#### [WRITTEN PROBLEM]
Put every line of the data below into a Markdown table with two columns, Row and Line, numbering the rows and skipping any blank lines. Leave the pictures out of the table.

#### [MATERIAL PROVIDED]
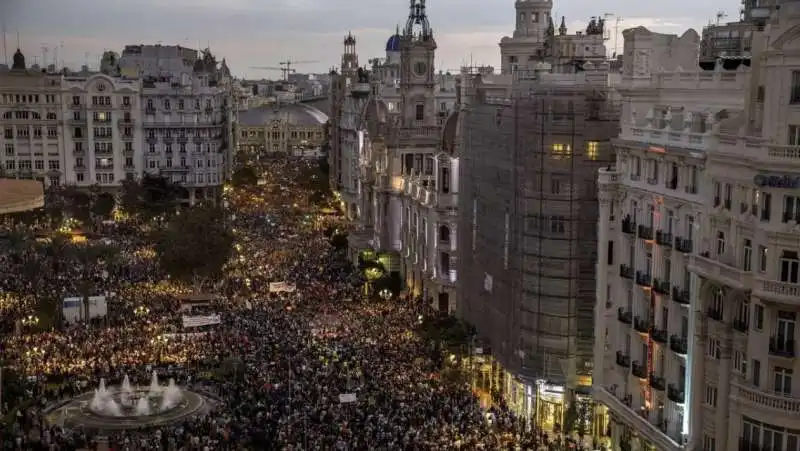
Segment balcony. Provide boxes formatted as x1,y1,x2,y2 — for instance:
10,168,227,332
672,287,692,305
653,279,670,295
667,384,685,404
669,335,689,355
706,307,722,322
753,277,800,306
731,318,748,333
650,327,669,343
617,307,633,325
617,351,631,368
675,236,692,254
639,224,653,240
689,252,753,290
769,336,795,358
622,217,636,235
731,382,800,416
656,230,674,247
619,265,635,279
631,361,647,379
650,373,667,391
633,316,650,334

#### [ANSWER TO THIS EXERCISE]
| Row | Line |
|---|---|
| 1 | Segment balcony. Provide boxes formatted as x1,y1,x2,y2 — for instance: |
| 2 | 10,168,227,332 |
| 3 | 672,287,692,305 |
| 4 | 653,279,670,295 |
| 5 | 667,384,685,404 |
| 6 | 669,335,689,355 |
| 7 | 706,307,722,322 |
| 8 | 753,277,800,306 |
| 9 | 731,318,748,333 |
| 10 | 650,327,669,343 |
| 11 | 617,307,633,325 |
| 12 | 617,351,631,368 |
| 13 | 675,236,692,254 |
| 14 | 639,224,653,240 |
| 15 | 689,252,753,290 |
| 16 | 769,336,795,358 |
| 17 | 622,217,636,235 |
| 18 | 731,382,800,416 |
| 19 | 656,230,674,247 |
| 20 | 619,265,635,279 |
| 21 | 631,361,647,379 |
| 22 | 650,373,667,391 |
| 23 | 633,316,650,334 |